[Referring expression data]
=-=-=-=-=

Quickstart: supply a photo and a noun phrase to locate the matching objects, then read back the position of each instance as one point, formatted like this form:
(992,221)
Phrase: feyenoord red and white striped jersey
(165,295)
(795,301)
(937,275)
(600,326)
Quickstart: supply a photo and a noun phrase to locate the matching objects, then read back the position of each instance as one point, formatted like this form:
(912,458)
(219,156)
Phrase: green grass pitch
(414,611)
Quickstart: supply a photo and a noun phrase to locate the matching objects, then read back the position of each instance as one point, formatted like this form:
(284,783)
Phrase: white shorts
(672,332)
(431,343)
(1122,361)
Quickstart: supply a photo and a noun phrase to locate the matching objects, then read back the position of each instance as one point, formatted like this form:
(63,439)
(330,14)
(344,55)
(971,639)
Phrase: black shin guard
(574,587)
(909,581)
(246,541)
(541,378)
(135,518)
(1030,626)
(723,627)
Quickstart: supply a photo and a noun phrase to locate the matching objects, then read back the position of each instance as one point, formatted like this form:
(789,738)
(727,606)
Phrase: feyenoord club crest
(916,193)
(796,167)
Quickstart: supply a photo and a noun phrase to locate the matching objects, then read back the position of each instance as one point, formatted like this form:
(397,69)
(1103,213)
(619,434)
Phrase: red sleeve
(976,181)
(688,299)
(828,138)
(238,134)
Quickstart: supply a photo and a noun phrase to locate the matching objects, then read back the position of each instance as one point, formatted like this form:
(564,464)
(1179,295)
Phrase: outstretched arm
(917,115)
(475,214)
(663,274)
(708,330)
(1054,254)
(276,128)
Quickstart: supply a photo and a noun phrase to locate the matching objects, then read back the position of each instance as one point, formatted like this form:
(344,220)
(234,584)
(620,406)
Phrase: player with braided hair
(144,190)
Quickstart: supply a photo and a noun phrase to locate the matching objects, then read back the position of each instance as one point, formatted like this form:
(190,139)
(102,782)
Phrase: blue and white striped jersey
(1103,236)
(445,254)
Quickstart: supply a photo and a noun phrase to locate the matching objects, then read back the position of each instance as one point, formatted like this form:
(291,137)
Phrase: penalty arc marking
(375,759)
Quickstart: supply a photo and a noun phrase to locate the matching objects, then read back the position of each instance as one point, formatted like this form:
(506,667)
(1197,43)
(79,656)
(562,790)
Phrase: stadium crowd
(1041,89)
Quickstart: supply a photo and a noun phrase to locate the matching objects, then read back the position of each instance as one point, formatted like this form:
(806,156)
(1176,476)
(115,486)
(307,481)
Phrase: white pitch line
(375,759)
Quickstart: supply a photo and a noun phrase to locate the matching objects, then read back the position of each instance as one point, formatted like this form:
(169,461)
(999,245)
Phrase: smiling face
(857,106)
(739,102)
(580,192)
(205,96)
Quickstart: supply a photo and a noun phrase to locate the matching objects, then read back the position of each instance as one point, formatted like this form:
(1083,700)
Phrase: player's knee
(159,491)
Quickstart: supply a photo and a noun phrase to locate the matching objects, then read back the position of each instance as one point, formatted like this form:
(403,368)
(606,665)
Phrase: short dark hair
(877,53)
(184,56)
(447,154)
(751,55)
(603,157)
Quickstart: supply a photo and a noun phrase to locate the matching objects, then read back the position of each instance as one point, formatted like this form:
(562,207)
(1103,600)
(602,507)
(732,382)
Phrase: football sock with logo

=-=-=-=-=

◆ **YOUR TASK**: Your reply should contain every entry, repeated exactly.

◆ **PROBLEM SOLUTION**:
Quickstart: supply a photo and a noun phrase to locate the matching objects, then read back the position of each instance as one point, formatted like this form:
(992,221)
Phrase: feyenoord red and white striped jersey
(165,295)
(795,301)
(937,275)
(600,326)
Quickstart: supply a photo and a noun phrase to locate the matching objects, then read back the position of each instance as one point, formatted like this form:
(912,458)
(219,156)
Phrase: green grass pitch
(414,611)
Quickstart: supply a photo and a noun phrase to locate the matching objects, then read back the position of each instance as one point, formatted like this form:
(284,783)
Phrase: white shorts
(672,332)
(431,343)
(1122,361)
Quickstart: supply a photo and a noun phrase to locate the matching objects, then read back the position of each instance as one point, formatted like this form:
(63,439)
(330,14)
(344,55)
(971,639)
Phrase: black shin guard
(574,587)
(909,581)
(246,541)
(541,378)
(135,518)
(1030,626)
(723,627)
Quickstart: supply a photo and a noun phrase to locate the matching objects, then read back the position of each instance as one point, formatted like this form:
(789,738)
(727,606)
Phrase: feyenoord club crest
(916,193)
(796,167)
Quickstart: supply a photo and a noun phrase to locate the matching objects, then read back the position of each instance as one point, formatted like this form:
(397,69)
(1103,213)
(619,434)
Phrase: red sleeve
(976,181)
(688,299)
(828,138)
(238,134)
Quickstart: supply a photo and a noun phrase to locate the matching objects, then read back the position of each instance as one point, formatted like this form:
(564,464)
(1179,295)
Phrase: outstretched arm
(917,115)
(475,214)
(663,274)
(708,330)
(1054,254)
(276,128)
Quickstart: supply a photo and a noun phrase to locate the matching objects, then read back the position of each instance as one point, formatted like this form:
(344,220)
(234,584)
(620,406)
Phrase: player with braided hair
(144,190)
Quickstart: supply a photo and a noun phrase to locate the matching objects, then read back the position of each instance as one point, formatted like this form:
(190,139)
(102,782)
Phrase: blue and white striped jersey
(1103,236)
(445,254)
Quickstart: supply a photo and a noun phrase to locate the matching objects, then read back the position of each instance as one point, formatted like this form:
(291,137)
Phrase: penalty arc marking
(375,759)
Quickstart: supply a photo and a noun phrase to locate the matching objects, then read back the position of each instance as one point, formatted like this form:
(506,667)
(1197,43)
(79,656)
(562,790)
Phrase: stadium crowd
(1041,89)
Quickstart: supply a photo and a noun phrase to locate the matching objects, then read back the position of each instance as one point, formatted like this form:
(806,156)
(1176,476)
(115,486)
(307,481)
Phrase: white pitch line
(375,759)
Quickstart: supply a photo and a noun phrase to locate the matching objects, then read back the position of each instance as one point, formatted like this form:
(169,461)
(999,245)
Phrase: smiling face
(857,106)
(739,102)
(580,192)
(205,96)
Quickstart: supply a photo and a noun phrase to locate the matching objects, then read back the position of each instance as one point, formatted like this form:
(1083,700)
Phrase: player's knee
(159,491)
Quickstart: supply a photo and a noun phrase to locate the matching objects, then read back the position of each instance as one point, formatted like this form:
(403,368)
(606,665)
Phrase: short dark hair
(877,53)
(184,56)
(447,154)
(751,55)
(603,157)
Quickstart: supply a photo and a noun phrase to locate the matching objects, then read back the position of each instance as one point, formatted like this form:
(562,207)
(1103,600)
(602,507)
(732,382)
Phrase: football sock with logo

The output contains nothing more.